:: TASK INPUT

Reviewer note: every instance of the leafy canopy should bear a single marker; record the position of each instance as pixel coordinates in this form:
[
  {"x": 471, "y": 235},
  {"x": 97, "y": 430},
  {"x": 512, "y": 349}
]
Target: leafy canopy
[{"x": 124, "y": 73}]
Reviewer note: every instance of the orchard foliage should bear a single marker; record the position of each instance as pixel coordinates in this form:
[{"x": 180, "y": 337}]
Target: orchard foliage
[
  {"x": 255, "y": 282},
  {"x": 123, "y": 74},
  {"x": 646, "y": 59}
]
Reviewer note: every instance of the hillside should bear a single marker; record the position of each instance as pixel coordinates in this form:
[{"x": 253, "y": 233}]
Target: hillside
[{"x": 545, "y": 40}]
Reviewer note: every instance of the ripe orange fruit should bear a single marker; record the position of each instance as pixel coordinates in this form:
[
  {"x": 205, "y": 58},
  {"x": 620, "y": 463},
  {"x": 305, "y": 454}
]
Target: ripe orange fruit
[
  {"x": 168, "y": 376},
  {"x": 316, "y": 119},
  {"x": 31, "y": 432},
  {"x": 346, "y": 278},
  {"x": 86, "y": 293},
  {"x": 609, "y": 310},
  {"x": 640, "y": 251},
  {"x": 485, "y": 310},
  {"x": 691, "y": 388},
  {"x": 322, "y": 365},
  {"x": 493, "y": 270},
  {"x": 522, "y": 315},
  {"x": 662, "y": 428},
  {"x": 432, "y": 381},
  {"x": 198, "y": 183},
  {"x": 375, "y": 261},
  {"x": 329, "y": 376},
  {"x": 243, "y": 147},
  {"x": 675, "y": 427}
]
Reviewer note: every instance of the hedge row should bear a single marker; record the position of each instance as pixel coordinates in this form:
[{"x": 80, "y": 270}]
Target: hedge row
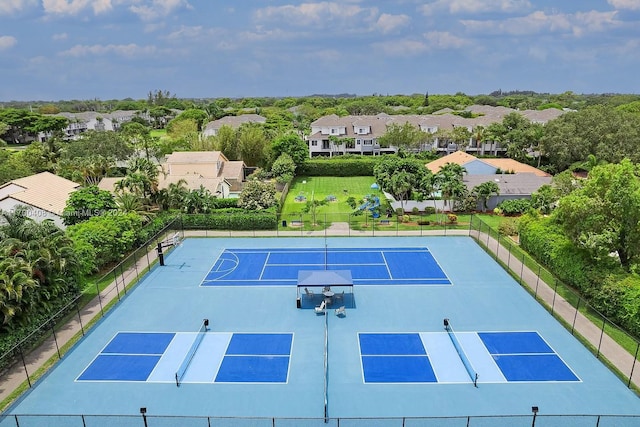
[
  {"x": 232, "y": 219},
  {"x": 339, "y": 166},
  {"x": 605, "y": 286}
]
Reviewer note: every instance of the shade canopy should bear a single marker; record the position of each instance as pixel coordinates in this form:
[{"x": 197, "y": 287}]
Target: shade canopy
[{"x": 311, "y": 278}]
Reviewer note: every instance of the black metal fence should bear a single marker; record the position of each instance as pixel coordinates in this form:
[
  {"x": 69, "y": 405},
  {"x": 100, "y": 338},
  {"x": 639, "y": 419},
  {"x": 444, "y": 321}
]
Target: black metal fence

::::

**WHAT YOU WILL DO:** Bring together every line in the entries that holds the string "fence".

**EXPECTED ANSWER:**
Reviewer note: every instance of the black metal fence should bear a single marker; record the position of each instance as pixel coordinates in this form:
Target: black metal fence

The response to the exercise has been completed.